## TASK A
According to the gaze tracking abstract, which input scheme reached the highest accuracy, and what was that accuracy?

## EXTRACTED TEXT
In this paper, we explore the effect of using different convolutional layers, batch normalization and the global average pooling layer upon a convolutional neural network (CNN) based gaze tracking system. A novel method is proposed to label the participant's face images as gaze points retrieved from eye tracker while watching videos for building a training dataset that is closer to human visual behavior. The participants can swing their head freely; therefore, the most real and natural images can be obtained without too many restrictions. The labeled data are classified according to the coordinate of gaze and area of interest on the screen. Therefore, varied network architectures are applied to estimate and compare the effects including the number of convolutional layers, batch normalization (BN) and the global average pooling (GAP) layer instead of the fully connected layer. Three schemes, including the single eye image, double eyes image and facial image, with data augmentation are used to feed into neural network to train and evaluate the efficiency. The input image of the eye or face for an eye tracking system is mostly a small-sized image with relatively few features. The results show that BN and GAP are helpful in overcoming the problem to train models and in reducing the amount of network parameters. It is shown that the accuracy is significantly improved when using GAP and BN at the mean time. Overall, the face scheme has a highest accuracy of 0.883 when BN and GAP are used at the mean time. Additionally, comparing to the fully connected layer set to 512 cases, the number of parameters is reduced by less than 50% and the accuracy is improved by about 2%. A detection accuracy comparison of our model with the existing George and Routray methods shows that our proposed method achieves better prediction accuracy of more than 6%.

## TASK B
Return each line of the rows below that contains the word "soil".

## RECORDS FOR THIS EXERCISE
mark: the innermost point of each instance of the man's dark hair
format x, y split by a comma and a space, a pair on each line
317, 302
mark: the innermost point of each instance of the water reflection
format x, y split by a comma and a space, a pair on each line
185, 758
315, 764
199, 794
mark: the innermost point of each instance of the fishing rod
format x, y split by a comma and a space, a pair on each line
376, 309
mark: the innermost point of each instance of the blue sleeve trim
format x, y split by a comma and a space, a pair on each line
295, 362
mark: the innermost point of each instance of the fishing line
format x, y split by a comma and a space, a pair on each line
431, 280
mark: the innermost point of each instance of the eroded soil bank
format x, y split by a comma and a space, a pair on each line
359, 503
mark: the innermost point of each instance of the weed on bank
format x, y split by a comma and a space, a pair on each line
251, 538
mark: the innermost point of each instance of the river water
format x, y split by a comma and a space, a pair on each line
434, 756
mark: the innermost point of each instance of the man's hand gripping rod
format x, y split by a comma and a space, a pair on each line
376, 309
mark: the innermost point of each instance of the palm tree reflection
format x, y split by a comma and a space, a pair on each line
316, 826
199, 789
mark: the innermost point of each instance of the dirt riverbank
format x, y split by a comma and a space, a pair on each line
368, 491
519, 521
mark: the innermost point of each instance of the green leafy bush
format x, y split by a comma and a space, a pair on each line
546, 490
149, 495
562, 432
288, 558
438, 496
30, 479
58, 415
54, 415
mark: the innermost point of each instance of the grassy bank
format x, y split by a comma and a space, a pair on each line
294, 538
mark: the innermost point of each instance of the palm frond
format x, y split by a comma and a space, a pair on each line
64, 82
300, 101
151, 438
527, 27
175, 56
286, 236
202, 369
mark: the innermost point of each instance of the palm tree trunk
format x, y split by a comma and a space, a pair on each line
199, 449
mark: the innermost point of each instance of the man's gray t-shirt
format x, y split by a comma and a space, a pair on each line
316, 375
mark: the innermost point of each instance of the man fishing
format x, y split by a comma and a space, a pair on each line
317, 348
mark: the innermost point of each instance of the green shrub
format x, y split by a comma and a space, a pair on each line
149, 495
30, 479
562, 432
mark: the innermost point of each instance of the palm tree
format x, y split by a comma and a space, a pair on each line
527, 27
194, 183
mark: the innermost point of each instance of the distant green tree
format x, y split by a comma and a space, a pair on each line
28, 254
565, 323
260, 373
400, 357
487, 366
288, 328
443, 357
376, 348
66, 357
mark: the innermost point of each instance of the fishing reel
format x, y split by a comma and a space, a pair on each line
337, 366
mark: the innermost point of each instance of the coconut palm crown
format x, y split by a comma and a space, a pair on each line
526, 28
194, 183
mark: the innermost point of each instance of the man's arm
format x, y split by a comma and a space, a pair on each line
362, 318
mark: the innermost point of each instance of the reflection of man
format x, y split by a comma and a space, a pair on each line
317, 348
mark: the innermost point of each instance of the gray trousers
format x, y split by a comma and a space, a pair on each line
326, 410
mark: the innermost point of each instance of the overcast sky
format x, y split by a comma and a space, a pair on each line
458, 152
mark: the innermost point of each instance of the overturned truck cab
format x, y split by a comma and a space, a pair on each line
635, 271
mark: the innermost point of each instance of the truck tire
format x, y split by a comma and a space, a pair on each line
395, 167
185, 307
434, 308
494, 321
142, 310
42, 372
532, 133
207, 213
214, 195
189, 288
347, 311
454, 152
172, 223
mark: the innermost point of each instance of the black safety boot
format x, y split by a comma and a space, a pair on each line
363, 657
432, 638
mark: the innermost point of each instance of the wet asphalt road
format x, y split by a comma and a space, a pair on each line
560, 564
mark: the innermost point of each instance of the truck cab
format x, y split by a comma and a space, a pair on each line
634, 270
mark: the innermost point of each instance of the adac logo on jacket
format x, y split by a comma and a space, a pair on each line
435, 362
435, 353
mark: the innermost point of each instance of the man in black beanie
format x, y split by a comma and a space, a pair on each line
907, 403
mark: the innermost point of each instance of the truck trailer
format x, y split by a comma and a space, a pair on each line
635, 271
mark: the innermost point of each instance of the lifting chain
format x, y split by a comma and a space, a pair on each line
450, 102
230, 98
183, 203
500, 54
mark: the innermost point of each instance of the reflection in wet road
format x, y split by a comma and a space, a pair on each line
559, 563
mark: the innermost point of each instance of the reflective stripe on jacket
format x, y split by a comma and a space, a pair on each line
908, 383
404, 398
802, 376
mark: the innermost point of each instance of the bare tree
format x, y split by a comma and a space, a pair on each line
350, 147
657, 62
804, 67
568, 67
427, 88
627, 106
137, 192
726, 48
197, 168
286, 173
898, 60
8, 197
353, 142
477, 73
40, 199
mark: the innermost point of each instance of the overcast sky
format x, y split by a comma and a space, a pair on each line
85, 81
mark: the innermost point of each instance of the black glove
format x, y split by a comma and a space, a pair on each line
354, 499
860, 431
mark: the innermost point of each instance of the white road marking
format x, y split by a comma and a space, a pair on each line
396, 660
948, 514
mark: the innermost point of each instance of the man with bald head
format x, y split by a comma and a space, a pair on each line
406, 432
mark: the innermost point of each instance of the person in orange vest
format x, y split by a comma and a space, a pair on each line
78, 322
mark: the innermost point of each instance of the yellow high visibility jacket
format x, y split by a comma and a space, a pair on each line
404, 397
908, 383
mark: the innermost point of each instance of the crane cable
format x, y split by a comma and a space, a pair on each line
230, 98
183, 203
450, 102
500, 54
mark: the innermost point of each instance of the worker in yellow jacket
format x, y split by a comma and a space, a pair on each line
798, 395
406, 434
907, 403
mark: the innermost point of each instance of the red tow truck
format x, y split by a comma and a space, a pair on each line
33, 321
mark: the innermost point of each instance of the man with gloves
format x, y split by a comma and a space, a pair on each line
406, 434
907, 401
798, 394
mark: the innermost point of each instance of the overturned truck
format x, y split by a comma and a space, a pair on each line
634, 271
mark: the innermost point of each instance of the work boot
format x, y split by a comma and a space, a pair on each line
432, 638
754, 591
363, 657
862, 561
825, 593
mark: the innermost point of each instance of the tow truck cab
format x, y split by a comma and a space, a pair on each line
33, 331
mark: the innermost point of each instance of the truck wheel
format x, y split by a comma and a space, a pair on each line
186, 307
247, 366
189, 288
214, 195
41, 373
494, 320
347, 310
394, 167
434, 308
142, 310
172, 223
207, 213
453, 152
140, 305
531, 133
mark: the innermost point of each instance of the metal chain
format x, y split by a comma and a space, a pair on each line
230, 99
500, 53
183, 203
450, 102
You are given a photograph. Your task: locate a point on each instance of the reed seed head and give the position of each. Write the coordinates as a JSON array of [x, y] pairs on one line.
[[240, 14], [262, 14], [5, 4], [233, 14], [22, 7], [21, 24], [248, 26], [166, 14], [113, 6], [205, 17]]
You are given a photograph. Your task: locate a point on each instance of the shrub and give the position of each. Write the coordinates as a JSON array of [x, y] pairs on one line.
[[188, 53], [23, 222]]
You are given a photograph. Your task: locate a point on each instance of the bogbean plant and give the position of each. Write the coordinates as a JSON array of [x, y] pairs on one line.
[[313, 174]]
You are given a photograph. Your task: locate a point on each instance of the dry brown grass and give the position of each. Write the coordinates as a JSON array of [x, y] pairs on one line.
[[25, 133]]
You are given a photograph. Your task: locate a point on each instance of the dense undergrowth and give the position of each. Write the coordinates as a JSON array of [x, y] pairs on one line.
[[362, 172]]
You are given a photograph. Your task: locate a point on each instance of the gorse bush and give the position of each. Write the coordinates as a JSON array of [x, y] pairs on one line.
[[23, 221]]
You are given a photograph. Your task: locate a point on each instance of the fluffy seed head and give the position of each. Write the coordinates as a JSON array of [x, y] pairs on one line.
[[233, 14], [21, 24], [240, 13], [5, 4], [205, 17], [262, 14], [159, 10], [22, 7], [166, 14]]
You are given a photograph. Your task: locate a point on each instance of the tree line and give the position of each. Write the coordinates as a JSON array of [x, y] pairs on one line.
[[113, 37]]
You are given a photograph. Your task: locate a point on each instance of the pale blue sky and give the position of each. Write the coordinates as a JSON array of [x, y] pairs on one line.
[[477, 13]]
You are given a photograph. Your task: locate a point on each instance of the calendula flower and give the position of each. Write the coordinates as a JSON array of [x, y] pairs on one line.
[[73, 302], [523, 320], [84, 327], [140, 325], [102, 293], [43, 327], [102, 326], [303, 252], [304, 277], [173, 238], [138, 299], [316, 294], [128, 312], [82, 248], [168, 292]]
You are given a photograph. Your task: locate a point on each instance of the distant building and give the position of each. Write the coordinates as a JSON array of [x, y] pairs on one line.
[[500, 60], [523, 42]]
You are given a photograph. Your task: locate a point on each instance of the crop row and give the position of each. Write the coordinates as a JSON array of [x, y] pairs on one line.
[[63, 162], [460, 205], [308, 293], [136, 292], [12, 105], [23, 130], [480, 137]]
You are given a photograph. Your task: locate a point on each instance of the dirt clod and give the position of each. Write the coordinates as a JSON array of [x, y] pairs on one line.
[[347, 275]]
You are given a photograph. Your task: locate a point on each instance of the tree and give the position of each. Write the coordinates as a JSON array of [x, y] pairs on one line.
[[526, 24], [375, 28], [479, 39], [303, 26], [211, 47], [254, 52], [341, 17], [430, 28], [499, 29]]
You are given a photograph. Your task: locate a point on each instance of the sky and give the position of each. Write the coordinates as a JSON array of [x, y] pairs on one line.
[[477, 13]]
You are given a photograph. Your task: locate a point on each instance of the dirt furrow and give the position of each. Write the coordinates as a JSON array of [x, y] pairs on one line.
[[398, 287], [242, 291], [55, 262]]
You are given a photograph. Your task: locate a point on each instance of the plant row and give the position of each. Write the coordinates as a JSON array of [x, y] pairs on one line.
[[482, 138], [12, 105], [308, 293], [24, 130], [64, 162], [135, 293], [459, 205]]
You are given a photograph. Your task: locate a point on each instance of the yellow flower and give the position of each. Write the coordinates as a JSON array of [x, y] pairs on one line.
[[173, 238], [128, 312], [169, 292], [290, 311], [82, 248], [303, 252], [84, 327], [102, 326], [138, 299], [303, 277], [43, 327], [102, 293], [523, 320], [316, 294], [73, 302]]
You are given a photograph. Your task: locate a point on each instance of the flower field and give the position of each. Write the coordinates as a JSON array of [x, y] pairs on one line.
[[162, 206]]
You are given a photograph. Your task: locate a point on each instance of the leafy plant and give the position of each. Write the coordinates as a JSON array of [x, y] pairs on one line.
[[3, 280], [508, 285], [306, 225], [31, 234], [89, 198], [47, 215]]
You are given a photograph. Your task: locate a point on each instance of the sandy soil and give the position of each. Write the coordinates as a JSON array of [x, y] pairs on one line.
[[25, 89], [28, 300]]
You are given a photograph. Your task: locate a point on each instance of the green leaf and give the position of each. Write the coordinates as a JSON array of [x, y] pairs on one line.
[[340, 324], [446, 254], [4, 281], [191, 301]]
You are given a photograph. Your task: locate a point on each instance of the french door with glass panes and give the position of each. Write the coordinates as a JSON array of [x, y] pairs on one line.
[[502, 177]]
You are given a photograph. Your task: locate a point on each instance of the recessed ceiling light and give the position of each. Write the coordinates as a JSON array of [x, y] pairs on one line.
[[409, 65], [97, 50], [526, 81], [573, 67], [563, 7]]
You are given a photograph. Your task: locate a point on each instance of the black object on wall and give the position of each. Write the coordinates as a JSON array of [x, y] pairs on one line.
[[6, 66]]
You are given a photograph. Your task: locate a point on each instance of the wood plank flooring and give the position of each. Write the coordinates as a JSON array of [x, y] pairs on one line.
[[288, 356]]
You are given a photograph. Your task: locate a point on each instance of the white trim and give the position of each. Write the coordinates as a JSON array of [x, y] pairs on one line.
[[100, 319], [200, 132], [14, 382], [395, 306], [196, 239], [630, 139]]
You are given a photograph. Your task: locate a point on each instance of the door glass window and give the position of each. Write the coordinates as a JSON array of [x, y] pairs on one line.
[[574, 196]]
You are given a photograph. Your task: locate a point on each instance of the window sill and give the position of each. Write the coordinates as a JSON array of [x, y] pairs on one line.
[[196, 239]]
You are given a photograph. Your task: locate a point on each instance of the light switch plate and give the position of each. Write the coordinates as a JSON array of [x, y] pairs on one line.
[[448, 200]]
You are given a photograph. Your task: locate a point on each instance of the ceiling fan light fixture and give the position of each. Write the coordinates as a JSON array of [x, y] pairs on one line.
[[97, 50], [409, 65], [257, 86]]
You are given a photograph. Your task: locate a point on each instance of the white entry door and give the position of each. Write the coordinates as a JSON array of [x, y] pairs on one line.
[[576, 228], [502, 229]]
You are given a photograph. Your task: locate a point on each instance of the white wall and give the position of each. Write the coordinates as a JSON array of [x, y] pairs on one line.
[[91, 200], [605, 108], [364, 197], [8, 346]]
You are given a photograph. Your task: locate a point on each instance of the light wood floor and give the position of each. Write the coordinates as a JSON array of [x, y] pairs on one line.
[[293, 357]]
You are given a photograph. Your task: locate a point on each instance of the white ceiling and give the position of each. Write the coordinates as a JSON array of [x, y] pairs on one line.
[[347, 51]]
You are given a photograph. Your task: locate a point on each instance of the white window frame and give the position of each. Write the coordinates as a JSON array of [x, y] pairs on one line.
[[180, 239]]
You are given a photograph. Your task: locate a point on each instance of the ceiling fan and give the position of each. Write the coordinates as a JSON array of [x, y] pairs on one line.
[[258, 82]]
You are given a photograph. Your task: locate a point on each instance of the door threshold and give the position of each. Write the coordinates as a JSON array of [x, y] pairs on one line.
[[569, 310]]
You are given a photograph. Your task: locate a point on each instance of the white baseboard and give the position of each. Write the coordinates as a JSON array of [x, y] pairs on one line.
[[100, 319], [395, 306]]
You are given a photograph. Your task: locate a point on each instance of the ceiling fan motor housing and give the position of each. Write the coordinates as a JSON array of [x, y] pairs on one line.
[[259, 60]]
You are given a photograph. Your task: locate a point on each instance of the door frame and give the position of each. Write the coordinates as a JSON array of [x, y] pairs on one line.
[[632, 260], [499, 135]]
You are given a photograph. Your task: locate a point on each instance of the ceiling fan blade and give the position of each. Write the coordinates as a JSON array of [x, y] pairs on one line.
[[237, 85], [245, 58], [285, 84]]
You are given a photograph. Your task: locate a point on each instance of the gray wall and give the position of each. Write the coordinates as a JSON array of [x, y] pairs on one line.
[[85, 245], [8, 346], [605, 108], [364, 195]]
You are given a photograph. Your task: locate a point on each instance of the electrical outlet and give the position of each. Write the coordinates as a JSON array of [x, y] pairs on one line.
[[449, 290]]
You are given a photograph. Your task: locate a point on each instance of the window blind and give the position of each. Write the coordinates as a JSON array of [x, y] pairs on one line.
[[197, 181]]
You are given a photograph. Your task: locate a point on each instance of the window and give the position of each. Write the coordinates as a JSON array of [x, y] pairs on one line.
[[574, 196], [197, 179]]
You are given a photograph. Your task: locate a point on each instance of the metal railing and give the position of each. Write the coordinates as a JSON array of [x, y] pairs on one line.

## WRITTEN REPLY A
The face scheme, with an accuracy of 0.883 when BN and GAP were used together.

## WRITTEN REPLY B
mark: the innermost point of each instance of the eroded soil bank
You are given a photograph. Your task: locate a point on each instance of the sandy soil and give the position of each. Write the coordinates as a JSON array of [x, y] pairs on one line.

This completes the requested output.